··· Source ···

Hartman effect from layered PT-symmetric system

Abstract

The time taken by a wave packet to cross through a finite-layered PT-symmetric system is calculated by stationary phase method. We consider the PT-symmetric system of fix spatial length L consisting of N units of the potential system ‘\({+}\,iV\)’ and ‘\({-}\,iV\)’ of equal width ‘b’ such that \(L=2Nb\). In the limit of large ‘b’, the tunneling time is found to be independent of L and therefore, the layered PT-symmetric system displays the Hartman effect. The interesting limit of \(N \rightarrow \infty \) such that L remains finite is investigated analytically. In this limit, the tunneling time matches with the time taken to cross an empty space of length L. The result of this limiting case \(N \rightarrow \infty \) also shows the consistency of phase space method of calculating the tunneling time, despite the existence of controversial Hartman effect. The reason of Hartman effect is unknown to present day; however, the other definitions of tunneling time that indicate a delay which depends upon the length of traversing region have been effectively ruled out by recent attosecond measurements.

Appendix

Consider that the transfer matrix M, of a ‘unit cell’ potential is known,

$$\begin{aligned} M(k)= \begin{pmatrix} M_{11}(k) &{} \quad M_{12}(k) \\ M_{21}(k) &{} \quad M_{22}(k) \end{pmatrix}, \end{aligned}$$

(49)

··· Given material ···

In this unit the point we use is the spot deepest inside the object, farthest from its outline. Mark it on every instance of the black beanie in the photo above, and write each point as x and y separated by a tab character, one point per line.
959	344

···

What you will do:
**a.** In the text on the Hartman effect, what method is used to calculate the time a wave packet takes to cross the layered PT-symmetric system?
**b.** Does the text on the Hartman effect support each statement below? (i) Each unit of the system is made of two potential pieces of equal width. (ii) For large b, the tunneling time grows as L increases. (iii) The cause of the Hartman effect has been established. Answer yes or no for each, and quote the deciding words.
**c.** Write the next part of the text on the Hartman effect, starting after equation (49).

Final answers:
**a.** The stationary phase method.

**b.**
(i) Yes: "of equal width ‘b’"
(ii) No: "the tunneling time is found to be independent of L"
(iii) No: "The reason of Hartman effect is unknown to present day"

**c.**
such that,

$$\begin{aligned} \begin{pmatrix} A_{+}(k) \\ B_{+}(k) \end{pmatrix}= M(k) \begin{pmatrix} A_{-}(k) \\ B_{-}(k) \end{pmatrix}, \end{aligned}$$

(50)

where \(A_{+}, B_{+}\) are the coefficients of the asymptotic solution of the scattering wave to the right of the potential (Eq. 8) and \(A_{-}, B_{-}\) are the coefficients of the asymptotic solution of the scattering wave to the left of the potential (Eq. 9). Then, the transmission coefficient (for incidence from left) of a periodic system made by n repetitions of the ‘unit cell’ is given by

$$\begin{aligned} t_{n}= \frac{\hbox {e}^{-i k n s}}{\left[ M_{22}(k) \hbox {e}^{-iks} U_{n-1}(\zeta ) - U_{n-2} (\zeta )\right] }, \end{aligned}$$

(51)

where

$$\begin{aligned} \zeta = \frac{1}{2} \left( M_{11}\hbox {e}^{iks} +M_{22} \hbox {e}^{-iks}\right) . \end{aligned}$$

(52)

Here \(s=w+g\), where w is width of the ‘unit cell’ potential and g is the gap between consecutive ‘unit cell’ potentials. For the present problem, \(w=2b\) and \(g=0\), thus \(s=2b\). The procedure to derive Eq. 51 is outlined in [56]. A caution note for the reader is, in [56], the transfer matrix considered is \(M^{-1}\); however, the procedure to arrive at Eq. 51 is the same as detailed in [56]. From Eq. 18, the \(M_{11}\) and \(M_{22}\) elements of our ‘unit cell’ PT-symmetric system are

$$\begin{aligned} M_{11}= & {} \frac{1}{4} \hbox {e}^{-2ikb} \left( P_{+}^{1} P_{+}^{2}-S^{1}S^{2}\right) , \end{aligned}$$

(53)

$$\begin{aligned} M_{22}= & {} \frac{1}{4}\hbox {e}^{2ikb} \left( P_{-}^{1} P_{-}^{2}-S^{1}S^{2}\right) . \end{aligned}$$

(54)

Using Eqs. 15 and 16 in Eq. 53, the \(M_{11}\) element can be simplified to

$$\begin{aligned} M_{11}= (\xi +i\chi ) \hbox {e}^{-2ikb}. \end{aligned}$$

(55)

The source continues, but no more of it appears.